DO WYKONANIA:
Policz wiersze rekordów poniżej, w których występuje słowo „panel”, przy czym wielkość liter ma znaczenie. Podaj wyłącznie tę liczbę.
___ DANE WEJŚCIOWE
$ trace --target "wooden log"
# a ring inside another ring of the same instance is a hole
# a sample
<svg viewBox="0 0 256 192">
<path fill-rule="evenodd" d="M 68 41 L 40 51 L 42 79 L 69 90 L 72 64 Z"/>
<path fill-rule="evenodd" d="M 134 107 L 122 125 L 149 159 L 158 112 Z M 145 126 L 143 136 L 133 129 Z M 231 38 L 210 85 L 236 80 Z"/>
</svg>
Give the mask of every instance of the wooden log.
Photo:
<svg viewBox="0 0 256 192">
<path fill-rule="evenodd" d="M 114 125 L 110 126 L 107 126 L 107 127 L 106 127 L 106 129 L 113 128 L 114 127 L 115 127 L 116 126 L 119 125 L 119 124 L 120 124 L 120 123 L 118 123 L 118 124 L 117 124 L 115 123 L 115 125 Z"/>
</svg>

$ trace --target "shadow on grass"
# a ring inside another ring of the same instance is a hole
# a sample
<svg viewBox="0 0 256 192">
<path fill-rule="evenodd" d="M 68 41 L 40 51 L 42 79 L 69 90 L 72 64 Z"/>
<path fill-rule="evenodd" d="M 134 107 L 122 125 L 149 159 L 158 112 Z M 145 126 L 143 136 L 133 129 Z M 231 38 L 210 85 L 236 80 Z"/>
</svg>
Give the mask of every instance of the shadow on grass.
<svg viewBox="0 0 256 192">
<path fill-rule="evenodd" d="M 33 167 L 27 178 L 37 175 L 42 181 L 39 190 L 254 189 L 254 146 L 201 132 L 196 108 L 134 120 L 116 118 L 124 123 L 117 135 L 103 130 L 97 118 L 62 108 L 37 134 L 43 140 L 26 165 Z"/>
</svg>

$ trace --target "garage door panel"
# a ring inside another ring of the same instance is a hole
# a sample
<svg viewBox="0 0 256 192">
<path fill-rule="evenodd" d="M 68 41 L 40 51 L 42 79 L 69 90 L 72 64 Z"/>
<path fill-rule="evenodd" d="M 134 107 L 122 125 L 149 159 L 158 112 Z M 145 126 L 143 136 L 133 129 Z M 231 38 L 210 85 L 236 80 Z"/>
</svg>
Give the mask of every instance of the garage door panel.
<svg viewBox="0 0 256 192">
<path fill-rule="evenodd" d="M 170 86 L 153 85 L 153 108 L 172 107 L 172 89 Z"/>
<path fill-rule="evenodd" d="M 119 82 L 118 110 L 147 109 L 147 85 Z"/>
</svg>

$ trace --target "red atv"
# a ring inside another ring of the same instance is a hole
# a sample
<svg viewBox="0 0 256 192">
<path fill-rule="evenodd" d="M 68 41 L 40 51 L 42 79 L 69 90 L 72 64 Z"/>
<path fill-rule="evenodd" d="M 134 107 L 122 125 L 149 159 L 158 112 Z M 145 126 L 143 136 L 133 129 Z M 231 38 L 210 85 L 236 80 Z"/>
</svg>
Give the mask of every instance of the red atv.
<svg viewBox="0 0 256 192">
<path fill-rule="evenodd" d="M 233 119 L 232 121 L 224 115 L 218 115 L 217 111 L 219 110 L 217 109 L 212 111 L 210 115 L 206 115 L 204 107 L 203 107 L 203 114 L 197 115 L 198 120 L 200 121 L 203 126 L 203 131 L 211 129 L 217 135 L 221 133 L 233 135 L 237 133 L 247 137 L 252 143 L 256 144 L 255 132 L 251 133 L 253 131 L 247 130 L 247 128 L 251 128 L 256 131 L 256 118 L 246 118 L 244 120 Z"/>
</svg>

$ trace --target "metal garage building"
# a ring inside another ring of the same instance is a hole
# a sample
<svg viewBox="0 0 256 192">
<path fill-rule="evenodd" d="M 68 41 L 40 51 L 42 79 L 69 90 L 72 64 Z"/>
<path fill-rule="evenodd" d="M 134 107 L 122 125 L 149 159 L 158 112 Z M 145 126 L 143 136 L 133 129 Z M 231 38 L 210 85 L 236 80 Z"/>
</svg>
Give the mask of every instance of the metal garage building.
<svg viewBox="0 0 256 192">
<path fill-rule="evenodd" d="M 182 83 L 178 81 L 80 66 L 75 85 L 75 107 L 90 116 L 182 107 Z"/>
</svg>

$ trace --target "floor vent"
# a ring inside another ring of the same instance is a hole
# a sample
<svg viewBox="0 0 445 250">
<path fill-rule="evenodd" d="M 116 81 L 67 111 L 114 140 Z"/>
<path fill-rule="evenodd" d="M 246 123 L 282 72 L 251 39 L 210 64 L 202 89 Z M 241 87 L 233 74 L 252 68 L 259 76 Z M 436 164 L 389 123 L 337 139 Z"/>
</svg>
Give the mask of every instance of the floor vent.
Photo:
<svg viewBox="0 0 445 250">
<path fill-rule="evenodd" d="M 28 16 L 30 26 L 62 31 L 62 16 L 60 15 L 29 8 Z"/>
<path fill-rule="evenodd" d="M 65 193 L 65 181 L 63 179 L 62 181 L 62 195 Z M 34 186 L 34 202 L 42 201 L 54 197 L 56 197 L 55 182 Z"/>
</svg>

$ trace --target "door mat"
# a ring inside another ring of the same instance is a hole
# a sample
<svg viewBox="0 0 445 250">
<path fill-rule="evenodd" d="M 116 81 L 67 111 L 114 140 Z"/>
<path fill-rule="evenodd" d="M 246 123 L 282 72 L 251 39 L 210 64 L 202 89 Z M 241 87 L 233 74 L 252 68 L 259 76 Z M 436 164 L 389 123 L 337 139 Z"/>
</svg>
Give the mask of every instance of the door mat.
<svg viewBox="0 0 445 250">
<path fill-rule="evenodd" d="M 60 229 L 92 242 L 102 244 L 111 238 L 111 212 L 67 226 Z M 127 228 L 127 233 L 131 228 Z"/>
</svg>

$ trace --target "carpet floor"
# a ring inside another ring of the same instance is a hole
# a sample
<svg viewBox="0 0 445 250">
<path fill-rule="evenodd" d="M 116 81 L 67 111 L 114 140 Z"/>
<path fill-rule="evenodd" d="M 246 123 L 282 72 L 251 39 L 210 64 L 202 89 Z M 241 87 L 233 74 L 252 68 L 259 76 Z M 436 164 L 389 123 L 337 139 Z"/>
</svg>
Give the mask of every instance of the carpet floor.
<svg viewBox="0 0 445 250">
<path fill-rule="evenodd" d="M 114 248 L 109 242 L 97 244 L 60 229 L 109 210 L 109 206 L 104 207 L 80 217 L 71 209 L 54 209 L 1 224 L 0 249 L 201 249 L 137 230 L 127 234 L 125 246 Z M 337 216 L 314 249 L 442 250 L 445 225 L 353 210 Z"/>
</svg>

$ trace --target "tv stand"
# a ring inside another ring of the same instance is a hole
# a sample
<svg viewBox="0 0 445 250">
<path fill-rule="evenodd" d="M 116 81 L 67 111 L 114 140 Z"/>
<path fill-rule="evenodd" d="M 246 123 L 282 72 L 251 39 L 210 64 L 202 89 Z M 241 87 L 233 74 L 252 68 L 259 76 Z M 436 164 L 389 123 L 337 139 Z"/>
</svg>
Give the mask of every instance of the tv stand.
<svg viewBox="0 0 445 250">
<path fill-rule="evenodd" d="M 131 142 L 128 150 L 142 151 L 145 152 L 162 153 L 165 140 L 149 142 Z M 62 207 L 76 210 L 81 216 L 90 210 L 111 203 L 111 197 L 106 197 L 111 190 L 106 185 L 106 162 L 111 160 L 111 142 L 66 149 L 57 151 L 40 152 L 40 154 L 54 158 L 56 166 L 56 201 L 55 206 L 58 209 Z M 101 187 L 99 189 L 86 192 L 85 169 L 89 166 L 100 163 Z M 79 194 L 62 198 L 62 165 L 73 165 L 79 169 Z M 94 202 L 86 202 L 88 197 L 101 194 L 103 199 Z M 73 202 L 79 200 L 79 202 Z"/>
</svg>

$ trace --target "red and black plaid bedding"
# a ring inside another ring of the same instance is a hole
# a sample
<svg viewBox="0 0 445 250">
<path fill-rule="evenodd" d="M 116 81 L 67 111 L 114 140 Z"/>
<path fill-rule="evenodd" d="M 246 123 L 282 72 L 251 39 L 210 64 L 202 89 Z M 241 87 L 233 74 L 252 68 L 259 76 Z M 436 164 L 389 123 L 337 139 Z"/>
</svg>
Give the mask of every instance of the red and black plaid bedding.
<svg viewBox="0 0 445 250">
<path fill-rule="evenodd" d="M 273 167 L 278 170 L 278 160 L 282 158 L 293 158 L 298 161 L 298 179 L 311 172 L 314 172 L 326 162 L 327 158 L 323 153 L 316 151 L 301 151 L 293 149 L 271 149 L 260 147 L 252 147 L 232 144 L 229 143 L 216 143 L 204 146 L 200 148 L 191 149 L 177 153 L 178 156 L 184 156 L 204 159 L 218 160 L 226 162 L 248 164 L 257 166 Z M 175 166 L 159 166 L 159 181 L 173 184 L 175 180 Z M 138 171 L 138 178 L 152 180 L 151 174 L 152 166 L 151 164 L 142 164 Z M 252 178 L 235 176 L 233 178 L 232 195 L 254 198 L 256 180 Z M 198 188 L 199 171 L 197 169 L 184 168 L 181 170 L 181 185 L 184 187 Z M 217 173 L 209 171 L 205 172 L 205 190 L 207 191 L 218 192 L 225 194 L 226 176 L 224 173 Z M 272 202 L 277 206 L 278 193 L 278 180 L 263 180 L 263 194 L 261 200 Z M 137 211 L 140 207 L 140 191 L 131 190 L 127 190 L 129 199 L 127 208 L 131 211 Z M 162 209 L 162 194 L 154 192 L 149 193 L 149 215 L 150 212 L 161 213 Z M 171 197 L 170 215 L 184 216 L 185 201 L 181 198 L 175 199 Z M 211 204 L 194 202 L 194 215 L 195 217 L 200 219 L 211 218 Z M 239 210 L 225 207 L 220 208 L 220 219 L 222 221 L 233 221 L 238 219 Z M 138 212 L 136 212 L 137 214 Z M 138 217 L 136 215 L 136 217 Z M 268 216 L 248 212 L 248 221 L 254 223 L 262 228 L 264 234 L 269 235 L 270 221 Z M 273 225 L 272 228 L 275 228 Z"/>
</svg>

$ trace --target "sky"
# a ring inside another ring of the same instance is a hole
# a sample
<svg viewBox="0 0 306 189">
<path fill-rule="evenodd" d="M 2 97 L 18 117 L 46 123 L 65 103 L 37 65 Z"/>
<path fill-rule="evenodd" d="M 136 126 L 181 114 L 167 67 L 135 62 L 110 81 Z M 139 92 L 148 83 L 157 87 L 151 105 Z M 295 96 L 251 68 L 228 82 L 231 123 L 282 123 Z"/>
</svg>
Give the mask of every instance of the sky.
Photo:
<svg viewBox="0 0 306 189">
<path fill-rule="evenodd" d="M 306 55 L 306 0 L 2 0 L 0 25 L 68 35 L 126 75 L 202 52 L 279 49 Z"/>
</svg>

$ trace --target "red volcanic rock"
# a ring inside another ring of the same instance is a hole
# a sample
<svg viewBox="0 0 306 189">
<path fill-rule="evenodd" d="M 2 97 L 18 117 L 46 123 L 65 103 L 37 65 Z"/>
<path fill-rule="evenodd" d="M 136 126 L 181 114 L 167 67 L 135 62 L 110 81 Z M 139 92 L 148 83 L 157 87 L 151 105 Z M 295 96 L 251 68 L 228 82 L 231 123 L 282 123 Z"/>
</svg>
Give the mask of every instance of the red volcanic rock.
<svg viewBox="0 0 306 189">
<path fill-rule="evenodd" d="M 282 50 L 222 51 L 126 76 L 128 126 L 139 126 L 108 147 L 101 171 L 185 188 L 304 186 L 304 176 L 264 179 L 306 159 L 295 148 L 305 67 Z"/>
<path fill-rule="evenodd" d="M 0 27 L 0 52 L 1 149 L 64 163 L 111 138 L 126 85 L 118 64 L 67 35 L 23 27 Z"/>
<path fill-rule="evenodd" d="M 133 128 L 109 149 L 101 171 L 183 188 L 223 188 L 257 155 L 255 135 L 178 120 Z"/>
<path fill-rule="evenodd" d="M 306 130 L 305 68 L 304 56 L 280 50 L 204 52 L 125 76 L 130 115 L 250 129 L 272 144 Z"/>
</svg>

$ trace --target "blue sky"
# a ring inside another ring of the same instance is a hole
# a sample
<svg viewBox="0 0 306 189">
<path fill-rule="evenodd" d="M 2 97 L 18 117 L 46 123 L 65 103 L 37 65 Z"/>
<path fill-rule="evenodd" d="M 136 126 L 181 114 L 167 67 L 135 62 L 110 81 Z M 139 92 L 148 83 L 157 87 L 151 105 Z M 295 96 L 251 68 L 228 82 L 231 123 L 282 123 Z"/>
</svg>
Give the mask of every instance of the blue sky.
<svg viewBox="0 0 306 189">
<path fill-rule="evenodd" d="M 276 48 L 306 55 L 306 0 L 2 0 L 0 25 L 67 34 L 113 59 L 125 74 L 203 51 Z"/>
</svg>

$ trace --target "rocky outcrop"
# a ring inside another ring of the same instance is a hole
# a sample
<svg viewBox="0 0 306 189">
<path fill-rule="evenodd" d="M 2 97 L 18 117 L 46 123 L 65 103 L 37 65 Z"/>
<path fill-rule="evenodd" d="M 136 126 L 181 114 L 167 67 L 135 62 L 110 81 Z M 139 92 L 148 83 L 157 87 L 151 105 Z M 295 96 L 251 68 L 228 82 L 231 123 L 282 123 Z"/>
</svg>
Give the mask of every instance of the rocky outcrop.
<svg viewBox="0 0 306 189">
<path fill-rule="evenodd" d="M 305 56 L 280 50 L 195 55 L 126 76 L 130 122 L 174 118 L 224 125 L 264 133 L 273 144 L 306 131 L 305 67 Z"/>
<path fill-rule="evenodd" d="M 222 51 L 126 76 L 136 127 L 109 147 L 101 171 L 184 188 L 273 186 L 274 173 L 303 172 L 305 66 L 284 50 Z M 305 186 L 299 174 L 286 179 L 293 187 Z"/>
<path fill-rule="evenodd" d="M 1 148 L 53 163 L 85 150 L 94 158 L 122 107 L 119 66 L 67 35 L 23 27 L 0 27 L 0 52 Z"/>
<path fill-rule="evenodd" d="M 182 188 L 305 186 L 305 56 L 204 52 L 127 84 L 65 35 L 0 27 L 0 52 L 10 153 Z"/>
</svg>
______
WYNIK ĆWICZENIA:
2